### Goal of the exercise:
The records must be retyped exactly, with no pictures included.

##### Records

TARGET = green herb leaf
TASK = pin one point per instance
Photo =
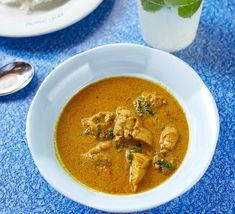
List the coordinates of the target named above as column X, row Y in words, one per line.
column 99, row 130
column 139, row 108
column 120, row 145
column 189, row 10
column 131, row 152
column 143, row 107
column 109, row 135
column 148, row 108
column 165, row 164
column 179, row 2
column 152, row 5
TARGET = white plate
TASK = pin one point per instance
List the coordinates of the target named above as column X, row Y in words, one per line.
column 45, row 19
column 131, row 60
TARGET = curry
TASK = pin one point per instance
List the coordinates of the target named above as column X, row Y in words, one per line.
column 122, row 135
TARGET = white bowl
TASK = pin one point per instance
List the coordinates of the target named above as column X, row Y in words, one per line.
column 119, row 60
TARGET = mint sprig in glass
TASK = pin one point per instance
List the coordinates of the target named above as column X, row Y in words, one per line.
column 170, row 25
column 186, row 8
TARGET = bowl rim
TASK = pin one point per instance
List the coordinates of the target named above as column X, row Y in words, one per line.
column 125, row 45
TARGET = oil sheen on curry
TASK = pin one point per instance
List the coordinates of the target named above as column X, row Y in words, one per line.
column 122, row 135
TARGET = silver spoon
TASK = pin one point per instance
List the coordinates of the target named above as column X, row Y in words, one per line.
column 15, row 76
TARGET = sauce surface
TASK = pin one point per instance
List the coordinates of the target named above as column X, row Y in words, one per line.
column 109, row 170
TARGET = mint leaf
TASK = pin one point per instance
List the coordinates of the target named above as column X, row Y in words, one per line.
column 179, row 2
column 152, row 5
column 188, row 10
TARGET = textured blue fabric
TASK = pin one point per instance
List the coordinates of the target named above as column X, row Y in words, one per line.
column 212, row 55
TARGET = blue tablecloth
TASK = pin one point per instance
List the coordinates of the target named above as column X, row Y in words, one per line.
column 212, row 55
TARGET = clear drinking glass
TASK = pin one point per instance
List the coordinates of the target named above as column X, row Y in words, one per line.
column 169, row 25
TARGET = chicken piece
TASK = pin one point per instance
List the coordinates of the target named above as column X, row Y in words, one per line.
column 168, row 139
column 102, row 146
column 147, row 103
column 99, row 124
column 138, row 168
column 128, row 126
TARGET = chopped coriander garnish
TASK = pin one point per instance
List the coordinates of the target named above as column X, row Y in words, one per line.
column 164, row 164
column 120, row 145
column 148, row 108
column 143, row 107
column 109, row 135
column 152, row 5
column 131, row 152
column 99, row 130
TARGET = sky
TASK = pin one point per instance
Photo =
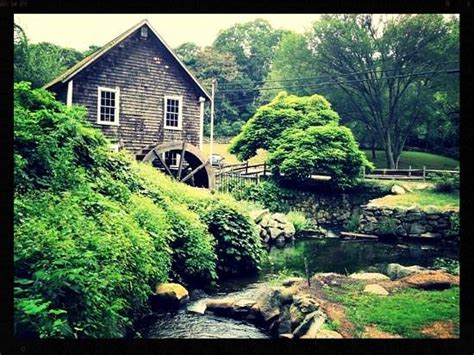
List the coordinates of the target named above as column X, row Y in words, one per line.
column 79, row 31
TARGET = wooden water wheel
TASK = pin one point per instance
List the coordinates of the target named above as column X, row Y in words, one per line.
column 184, row 162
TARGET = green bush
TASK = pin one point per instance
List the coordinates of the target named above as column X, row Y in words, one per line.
column 328, row 149
column 386, row 226
column 299, row 220
column 352, row 223
column 238, row 244
column 444, row 182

##########

### Solution below:
TARGET = green herb leaf
TASK = pin one point per instance
Photo =
List the coordinates of the target named above as column X, row Y in words, one per line.
column 99, row 130
column 139, row 108
column 120, row 145
column 189, row 10
column 131, row 152
column 143, row 107
column 109, row 135
column 148, row 108
column 165, row 164
column 179, row 2
column 152, row 5
TARGET = white plate
TASK = pin one point per instance
List the coordinates of the target named above as column X, row Y in words, one per line.
column 45, row 19
column 131, row 60
TARGET = curry
TASK = pin one point per instance
List the coordinates of the target named above as column X, row Y in words, one per line.
column 122, row 135
TARGET = white bowl
TASK = pin one point per instance
List the coordinates of the target named above as column X, row Y in words, one per line.
column 119, row 60
TARGET = mint sprig in glass
TASK = pin one point per instance
List the coordinates of the target named above as column X, row Y in words, one per line.
column 170, row 25
column 186, row 8
TARGET = bowl rim
TASK = pin one point per instance
List the coordinates of the target named above as column X, row Y in words, one per line.
column 125, row 45
TARGET = oil sheen on curry
TASK = pin one point per instance
List the coordinates of the target named above as column X, row Y in words, one per line.
column 122, row 135
TARGET = silver spoon
TASK = pin one point per instance
List the coordinates of the target named above as column X, row Y in words, one per line.
column 15, row 76
TARGET = sauce surface
TASK = pin one point per instance
List the coordinates of the target named above as column X, row Y in words, one per line.
column 109, row 170
TARGET = mint leaf
TASK = pin one point per instance
List the coordinates of the target named above as column X, row Y in words, one per line.
column 179, row 2
column 152, row 5
column 188, row 10
TARGET = textured blue fabric
TASK = pin one point per instance
List the coordinates of the target named above as column X, row Y in words, one per line.
column 212, row 55
TARGET = blue tablecloth
TASK = pin one point per instance
List the coordinates of the target named above as column X, row Y in words, one per line.
column 212, row 55
TARGET = clear drinking glass
TASK = pin one point per instance
List the coordinates of the target named above as column X, row Y in words, one per line.
column 169, row 25
TARGET = chicken piece
TASK = pin one point per instance
List the coordinates of the target named above as column X, row Y in words, one per line.
column 168, row 139
column 102, row 146
column 147, row 103
column 99, row 124
column 138, row 168
column 128, row 126
TARGET = chopped coriander garnish
TASK = pin one point per instance
List the coordinates of the target named above as column X, row Y in words, one per line.
column 164, row 164
column 120, row 145
column 148, row 108
column 143, row 107
column 109, row 135
column 152, row 5
column 131, row 152
column 99, row 130
TARGET = sky
TASK = pin one point per instance
Photo =
List the coordinates of the target named above as column X, row Y in words, one per line.
column 79, row 31
TARGET = wooden water wheel
TASK = pin one point per instance
List the coordinates of the target named above as column X, row Y in words, one per line.
column 184, row 162
TARGET = green bush
TASK = pin one point per instance
List the coordinates of the target named above as column X, row Y in words, one per line.
column 328, row 149
column 386, row 226
column 299, row 220
column 352, row 223
column 238, row 244
column 444, row 182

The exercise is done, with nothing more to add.